### JOB
Below is a listing; reproduce each line of it exactly.

### Labeled-object pointing entries
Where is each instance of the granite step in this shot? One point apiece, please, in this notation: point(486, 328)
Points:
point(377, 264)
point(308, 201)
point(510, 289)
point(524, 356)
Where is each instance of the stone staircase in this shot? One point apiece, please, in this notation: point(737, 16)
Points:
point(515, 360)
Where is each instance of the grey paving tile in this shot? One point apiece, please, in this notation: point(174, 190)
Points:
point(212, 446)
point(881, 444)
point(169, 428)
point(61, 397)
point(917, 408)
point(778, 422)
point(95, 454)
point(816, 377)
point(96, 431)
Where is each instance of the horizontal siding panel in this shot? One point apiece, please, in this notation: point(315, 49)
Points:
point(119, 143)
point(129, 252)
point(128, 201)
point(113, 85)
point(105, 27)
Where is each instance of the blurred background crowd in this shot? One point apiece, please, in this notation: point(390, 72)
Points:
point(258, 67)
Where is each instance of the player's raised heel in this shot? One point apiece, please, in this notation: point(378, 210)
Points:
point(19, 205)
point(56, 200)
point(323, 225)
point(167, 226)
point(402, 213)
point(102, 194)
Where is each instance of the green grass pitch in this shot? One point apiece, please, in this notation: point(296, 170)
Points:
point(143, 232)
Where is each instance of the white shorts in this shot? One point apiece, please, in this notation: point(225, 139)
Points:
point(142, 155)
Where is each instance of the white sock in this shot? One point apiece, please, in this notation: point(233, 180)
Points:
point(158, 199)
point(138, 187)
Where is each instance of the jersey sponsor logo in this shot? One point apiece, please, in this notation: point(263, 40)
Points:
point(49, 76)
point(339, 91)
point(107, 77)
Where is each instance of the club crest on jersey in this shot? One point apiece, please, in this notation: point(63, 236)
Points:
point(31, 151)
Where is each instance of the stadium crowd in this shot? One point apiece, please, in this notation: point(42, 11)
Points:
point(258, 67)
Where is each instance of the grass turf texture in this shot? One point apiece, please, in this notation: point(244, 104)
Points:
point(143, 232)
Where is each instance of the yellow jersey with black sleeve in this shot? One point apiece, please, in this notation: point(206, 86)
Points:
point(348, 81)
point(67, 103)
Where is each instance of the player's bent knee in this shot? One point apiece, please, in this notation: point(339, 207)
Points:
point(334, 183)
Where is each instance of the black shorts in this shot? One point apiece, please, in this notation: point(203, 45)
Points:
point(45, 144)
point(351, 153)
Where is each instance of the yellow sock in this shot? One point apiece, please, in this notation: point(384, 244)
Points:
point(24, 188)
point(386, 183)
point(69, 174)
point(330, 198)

### RESULT FOR THIS TASK
Where is each instance of the granite step in this shot? One point apiece, please, in this notation: point(486, 328)
Points:
point(377, 264)
point(308, 201)
point(510, 289)
point(524, 356)
Where is each instance of the stone staircase in this shot? One point apiece, please, in this notation: point(737, 16)
Points:
point(515, 360)
Where is each instance of the grey paving tile in this shot? One point apiece, please, in this notation: point(174, 190)
Points:
point(212, 446)
point(881, 444)
point(169, 428)
point(61, 397)
point(917, 408)
point(778, 422)
point(95, 454)
point(816, 377)
point(96, 431)
Where is each instance of the horizontal siding panel in this shot? One point apiece, please, in this notation: point(315, 49)
Points:
point(119, 143)
point(129, 252)
point(128, 201)
point(113, 85)
point(105, 27)
Where is each instance of the blurred background crowd in this shot? One point apiece, please, in this notation: point(390, 72)
Points:
point(258, 67)
Where is each instance of the player's raised heel in this shot? One point apiece, please, in this notation: point(378, 210)
Points:
point(19, 205)
point(56, 200)
point(323, 225)
point(167, 226)
point(402, 213)
point(102, 194)
Where is each instance of the green grass pitch in this shot? One point apiece, please, in this notation: point(296, 170)
Points:
point(143, 232)
Where is each instance of the white shorts in this shot? One point apiece, please, in this notation: point(225, 139)
Points:
point(142, 155)
Where is each instance of the white sock in this shot? One point apiece, please, in this notation: point(233, 180)
Points:
point(158, 199)
point(138, 187)
Where is each instance of the jersey sponsor logo in this shot? One point apiece, please, in this notation: point(263, 40)
Points:
point(49, 76)
point(339, 91)
point(107, 77)
Where is each instance of the club crest on jersey in this shot? One point apiece, please, in this notation: point(63, 236)
Points:
point(31, 151)
Where is each instance of the stadium crowd in this shot? One point apiece, please, in this notation: point(42, 11)
Points:
point(258, 67)
Where is each instance of the grass turf texture in this shot? One point apiece, please, in this notation: point(244, 104)
Points:
point(143, 232)
Where is each instance of the yellow jersey with black sleeve in this shot? One point apiece, please, in this notation: point(206, 86)
Points:
point(348, 81)
point(67, 103)
Where is each instance of the player's bent knee in this shot? One point apiece, please, in this notation: point(339, 207)
Points:
point(334, 183)
Where is each instance of the black shorts in this shot? One point apiece, please, in this notation: point(203, 45)
Points:
point(45, 144)
point(351, 153)
Where is each instance of the yellow sock in this shot? One point apiece, please, in this notation: point(384, 244)
Points:
point(24, 188)
point(386, 183)
point(69, 174)
point(330, 198)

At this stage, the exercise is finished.